• **Texto**
__________________________________________________

Ambiente intelectual fértil
Roberto Schwarz nasceu em Viena, em 1938. Filho de intelectuais judeus de esquerda, sua família precisou sair da Áustria por conta da anexação do país pela Alemanha Nazista. Instalado no Brasil, Schwarz cresceu em um ambiente intelectual fértil, contando com o acompanhamento de Anatol Rosenfeld, crítico e teórico alemão, amigo da família, que também migrou para o Brasil fugindo da perseguição nazista. A influência de Rosenfeld o fez escolher o curso de Ciências Sociais da USP para dar início a sua carreira científica.
Nas Ciências Sociais, participou dos encontros do Seminário d’O Capital, grupo que reunia importantes nomes, como José Arthur Gianotti, Fernando Novais, Paul Singer, Octávio Ianni, Fernando Henrique e Ruth Cardoso. Nele, Schwarz teve contato com as ideias marxistas que seriam base de seu pensamento analítico, ao mesmo tempo em que delineava sua visão crítica ao ideário nacional-desenvolvimentista das esquerdas da época.
Ainda no curso de Ciências Sociais, o contato com Antonio Candido o levou a incursões pela literatura por meio de colaborações a suplementos literários de jornais, como o Última Hora e O Estado de S. Paulo, e à decisão de cursar o mestrado em Teoria Literária e Literatura Comparada na Universidade de Yale, nos Estados Unidos. No retorno ao Brasil, passou a lecionar Teoria Literária na USP em 1963. Já o doutorado em Estudos Latino-Americanos foi feito na Universidade Paris III - Sorbonne durante seu período de exílio na França, devido à repressão da Ditadura Militar no país.
Em 1978, Schwarz foi um dos primeiros docentes a integrar o Instituto de Estudos da Linguagem (IEL) da Unicamp, unidade fundada em 1977 após o desmembramento do então Departamento de Linguística do Instituto de Filosofia e Ciências Humanas (IFCH), com Antonio Candido na direção. O docente seguiu junto ao instituto até 1992, ano de sua aposentadoria, contribuindo de forma significativa para o fortalecimento das ciências humanas na universidade e para o desenvolvimento de uma perspectiva crítica da literatura, da cultura e da realidade social.
Rico simbolismo
Diretor do Instituto de Estudos da Linguagem (IEL) da Unicamp, o professor Jefferson Cano disse que participar da homenagem a Schwarz é uma honra “fora do comum”. “Para mim, é uma honra representar o IEL numa cerimônia desta natureza, que me parece carregada de um rico simbolismo para a nossa vida institucional”, disse ele.

__________________________________________________

• **Dados disponíveis**
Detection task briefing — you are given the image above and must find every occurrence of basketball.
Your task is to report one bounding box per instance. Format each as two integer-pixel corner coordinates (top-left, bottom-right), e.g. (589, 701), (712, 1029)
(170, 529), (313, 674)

__________________________________________________

• **Atividades**
**1.** Responda, com base no texto:
(a) Em que cidade e em que ano nasceu Roberto Schwarz?
(b) Em qual universidade ele cursou o mestrado em Teoria Literária e Literatura Comparada?
(c) Até que ano ele permaneceu no Instituto de Estudos da Linguagem da Unicamp?
**2.** Explique, com base no texto, por que Roberto Schwarz escolheu o curso de Ciências Sociais da USP para iniciar sua carreira científica.

• **Gabarito**
**1.**
(a) Em Viena, em 1938.
(b) Na Universidade de Yale, nos Estados Unidos.
(c) Até 1992, ano de sua aposentadoria.

**2.** A escolha se deveu à influência de Anatol Rosenfeld, crítico e teórico alemão e amigo da família. Rosenfeld também migrou para o Brasil fugindo da perseguição nazista e acompanhou a formação de Schwarz.